> **INSTRUCTION**
Print all of the material below line for line, without changing, adding or dropping anything.

> **DATA RECORDS**

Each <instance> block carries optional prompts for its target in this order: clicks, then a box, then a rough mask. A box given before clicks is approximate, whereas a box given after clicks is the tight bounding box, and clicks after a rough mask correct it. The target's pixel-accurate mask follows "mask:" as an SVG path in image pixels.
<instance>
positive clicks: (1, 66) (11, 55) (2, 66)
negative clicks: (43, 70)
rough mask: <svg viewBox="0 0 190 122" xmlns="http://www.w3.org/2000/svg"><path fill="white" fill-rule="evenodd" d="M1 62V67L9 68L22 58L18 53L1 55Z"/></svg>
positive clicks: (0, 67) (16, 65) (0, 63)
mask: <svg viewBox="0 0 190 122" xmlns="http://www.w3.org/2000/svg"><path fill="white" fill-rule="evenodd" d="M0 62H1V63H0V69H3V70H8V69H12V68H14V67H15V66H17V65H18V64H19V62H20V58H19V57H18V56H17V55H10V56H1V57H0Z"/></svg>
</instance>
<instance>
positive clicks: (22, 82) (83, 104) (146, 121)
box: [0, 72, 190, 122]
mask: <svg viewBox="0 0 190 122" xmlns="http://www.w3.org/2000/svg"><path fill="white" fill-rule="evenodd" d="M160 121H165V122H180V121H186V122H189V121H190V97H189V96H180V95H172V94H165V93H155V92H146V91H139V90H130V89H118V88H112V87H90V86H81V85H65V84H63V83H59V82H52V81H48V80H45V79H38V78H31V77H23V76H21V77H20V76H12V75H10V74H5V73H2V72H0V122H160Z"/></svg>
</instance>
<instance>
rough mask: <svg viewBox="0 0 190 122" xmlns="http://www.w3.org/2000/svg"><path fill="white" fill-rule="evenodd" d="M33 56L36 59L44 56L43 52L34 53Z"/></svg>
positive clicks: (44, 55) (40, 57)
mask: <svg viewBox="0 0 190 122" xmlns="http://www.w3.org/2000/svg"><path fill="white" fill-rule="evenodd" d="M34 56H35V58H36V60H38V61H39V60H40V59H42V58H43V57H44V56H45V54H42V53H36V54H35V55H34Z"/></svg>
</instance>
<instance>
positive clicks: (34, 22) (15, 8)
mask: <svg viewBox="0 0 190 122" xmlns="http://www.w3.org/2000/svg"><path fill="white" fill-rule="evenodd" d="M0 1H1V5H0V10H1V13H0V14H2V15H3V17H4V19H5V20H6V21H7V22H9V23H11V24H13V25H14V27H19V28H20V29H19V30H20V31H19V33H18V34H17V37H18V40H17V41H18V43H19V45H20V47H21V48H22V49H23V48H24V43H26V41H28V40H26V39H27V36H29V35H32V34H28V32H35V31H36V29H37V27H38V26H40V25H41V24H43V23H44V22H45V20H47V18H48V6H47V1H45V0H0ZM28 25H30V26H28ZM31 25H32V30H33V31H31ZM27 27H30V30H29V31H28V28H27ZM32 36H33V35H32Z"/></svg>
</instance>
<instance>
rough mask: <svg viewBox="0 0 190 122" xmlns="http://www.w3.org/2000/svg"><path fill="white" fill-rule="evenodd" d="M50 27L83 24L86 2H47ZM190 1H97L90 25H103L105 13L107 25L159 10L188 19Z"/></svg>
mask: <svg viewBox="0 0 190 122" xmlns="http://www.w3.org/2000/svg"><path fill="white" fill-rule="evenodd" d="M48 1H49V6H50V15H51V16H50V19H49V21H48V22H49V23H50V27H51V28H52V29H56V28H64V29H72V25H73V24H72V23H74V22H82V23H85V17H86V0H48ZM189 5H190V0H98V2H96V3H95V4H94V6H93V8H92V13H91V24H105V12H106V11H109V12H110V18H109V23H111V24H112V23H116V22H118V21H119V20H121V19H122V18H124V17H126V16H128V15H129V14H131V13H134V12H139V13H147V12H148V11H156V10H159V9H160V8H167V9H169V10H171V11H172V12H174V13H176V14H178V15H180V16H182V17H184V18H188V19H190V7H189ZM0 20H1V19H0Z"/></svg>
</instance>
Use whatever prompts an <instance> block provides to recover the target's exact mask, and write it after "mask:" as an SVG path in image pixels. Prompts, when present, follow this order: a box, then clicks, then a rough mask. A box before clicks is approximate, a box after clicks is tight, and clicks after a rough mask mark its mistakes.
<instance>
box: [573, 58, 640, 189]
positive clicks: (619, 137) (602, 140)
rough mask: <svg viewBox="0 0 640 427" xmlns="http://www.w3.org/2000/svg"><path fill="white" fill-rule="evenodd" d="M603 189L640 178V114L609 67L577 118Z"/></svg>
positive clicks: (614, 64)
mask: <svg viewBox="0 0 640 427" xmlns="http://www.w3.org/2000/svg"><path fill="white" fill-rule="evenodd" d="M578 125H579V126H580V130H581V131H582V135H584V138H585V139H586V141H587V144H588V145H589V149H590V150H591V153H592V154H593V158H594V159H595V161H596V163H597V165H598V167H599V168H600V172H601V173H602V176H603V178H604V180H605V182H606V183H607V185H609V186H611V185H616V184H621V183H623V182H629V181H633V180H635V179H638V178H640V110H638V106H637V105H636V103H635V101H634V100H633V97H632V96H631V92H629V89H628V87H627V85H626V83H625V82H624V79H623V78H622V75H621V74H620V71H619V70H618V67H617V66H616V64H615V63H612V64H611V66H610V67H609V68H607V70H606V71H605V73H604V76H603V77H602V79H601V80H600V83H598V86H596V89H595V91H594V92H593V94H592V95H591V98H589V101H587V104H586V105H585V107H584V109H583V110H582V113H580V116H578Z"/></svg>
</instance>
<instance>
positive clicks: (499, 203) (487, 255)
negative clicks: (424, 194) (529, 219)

> **RESPONSE TO THIS EXERCISE**
Each <instance> block carries optional prompts for its target in this order: clicks, then a box, then a rough mask. A box given before clicks is approximate, whereas a box given after clicks is the tight bounding box, and clicks after a rough mask correct it. The target's pixel-accurate mask follows "mask:" as an SVG path in image pixels.
<instance>
positive clicks: (1, 66) (11, 55) (2, 66)
negative clicks: (43, 70)
rough mask: <svg viewBox="0 0 190 122" xmlns="http://www.w3.org/2000/svg"><path fill="white" fill-rule="evenodd" d="M1 62V67L9 68L22 58L18 53L1 55Z"/></svg>
positive clicks: (0, 67) (16, 65) (0, 63)
mask: <svg viewBox="0 0 190 122" xmlns="http://www.w3.org/2000/svg"><path fill="white" fill-rule="evenodd" d="M0 62H1V63H0V69H3V70H8V69H12V68H14V67H15V66H17V65H18V64H19V62H20V58H19V57H18V56H17V55H10V56H1V57H0Z"/></svg>
</instance>
<instance>
positive clicks: (22, 82) (83, 104) (146, 121)
box: [0, 72, 190, 122]
mask: <svg viewBox="0 0 190 122" xmlns="http://www.w3.org/2000/svg"><path fill="white" fill-rule="evenodd" d="M160 121H165V122H180V121H186V122H189V121H190V97H189V96H180V95H172V94H165V93H155V92H146V91H139V90H130V89H118V88H112V87H90V86H81V85H65V84H63V83H59V82H52V81H48V80H45V79H38V78H31V77H23V76H21V77H20V76H12V75H10V74H5V73H2V72H0V122H160Z"/></svg>
</instance>
<instance>
rough mask: <svg viewBox="0 0 190 122" xmlns="http://www.w3.org/2000/svg"><path fill="white" fill-rule="evenodd" d="M33 56L36 59L44 56L43 52L34 53Z"/></svg>
positive clicks: (44, 55) (40, 57)
mask: <svg viewBox="0 0 190 122" xmlns="http://www.w3.org/2000/svg"><path fill="white" fill-rule="evenodd" d="M34 56H35V58H36V60H38V61H39V60H40V59H42V58H43V57H44V56H45V54H42V53H36V54H35V55H34Z"/></svg>
</instance>
<instance>
positive clicks: (34, 22) (15, 8)
mask: <svg viewBox="0 0 190 122" xmlns="http://www.w3.org/2000/svg"><path fill="white" fill-rule="evenodd" d="M0 1H1V5H0V10H1V13H0V14H2V15H3V17H4V19H5V20H6V21H7V22H9V23H11V24H13V25H14V27H19V28H20V29H19V30H20V31H19V33H18V34H17V37H18V40H17V41H18V43H19V45H20V47H21V48H22V49H23V48H24V43H26V41H28V40H26V39H27V36H29V35H32V34H28V32H35V31H36V29H37V27H38V26H40V25H41V24H43V23H44V22H45V20H47V18H48V6H47V1H45V0H0ZM28 25H30V26H28ZM31 25H32V30H33V31H31ZM27 27H30V30H29V31H28V28H27ZM32 36H33V35H32Z"/></svg>
</instance>
<instance>
rough mask: <svg viewBox="0 0 190 122" xmlns="http://www.w3.org/2000/svg"><path fill="white" fill-rule="evenodd" d="M50 27L83 24L86 2H47ZM190 1H97L90 25H103L105 13L107 25L159 10L188 19Z"/></svg>
mask: <svg viewBox="0 0 190 122" xmlns="http://www.w3.org/2000/svg"><path fill="white" fill-rule="evenodd" d="M48 1H49V6H50V15H51V16H50V19H49V21H48V22H49V23H50V27H51V28H52V29H56V28H64V29H72V25H73V24H72V23H74V22H82V23H85V17H86V0H48ZM189 5H190V0H98V2H96V3H95V4H94V6H93V8H92V13H91V24H105V12H106V11H109V12H110V18H109V23H111V24H112V23H116V22H118V21H119V20H121V19H122V18H124V17H126V16H128V15H129V14H131V13H134V12H139V13H147V12H148V11H156V10H159V9H160V8H167V9H169V10H171V11H172V12H174V13H176V14H178V15H180V16H182V17H184V18H188V19H190V7H189ZM0 20H1V19H0Z"/></svg>
</instance>
Use whatever prompts an <instance> block provides to recover the target's exact mask, and write it after "mask:" as an SVG path in image pixels. Prompts, when present, follow this order: a box, then clicks, then a rough mask. A box before clicks is approximate, a box after clicks is tight, and clicks after a rough mask mark its mistakes.
<instance>
box: [573, 58, 640, 189]
positive clicks: (619, 137) (602, 140)
rough mask: <svg viewBox="0 0 640 427" xmlns="http://www.w3.org/2000/svg"><path fill="white" fill-rule="evenodd" d="M603 189L640 178V114L609 67L577 118Z"/></svg>
positive clicks: (614, 64)
mask: <svg viewBox="0 0 640 427" xmlns="http://www.w3.org/2000/svg"><path fill="white" fill-rule="evenodd" d="M578 125H579V126H580V130H581V131H582V135H584V138H585V139H586V141H587V144H588V145H589V149H590V150H591V153H592V154H593V158H594V159H595V161H596V163H597V165H598V167H599V168H600V172H601V173H602V176H603V178H604V180H605V182H606V183H607V185H609V186H611V185H616V184H621V183H623V182H629V181H633V180H635V179H638V178H640V110H638V106H637V105H636V103H635V101H634V100H633V97H632V96H631V92H629V89H628V87H627V85H626V83H625V82H624V79H623V78H622V75H621V74H620V71H619V70H618V67H617V66H616V64H615V63H612V64H611V66H610V67H609V68H607V70H606V71H605V73H604V76H603V77H602V79H601V80H600V83H598V86H596V89H595V91H594V92H593V94H592V95H591V98H589V101H587V104H586V105H585V107H584V109H583V110H582V113H580V116H578Z"/></svg>
</instance>
<instance>
positive clicks: (499, 203) (487, 255)
negative clicks: (424, 194) (529, 219)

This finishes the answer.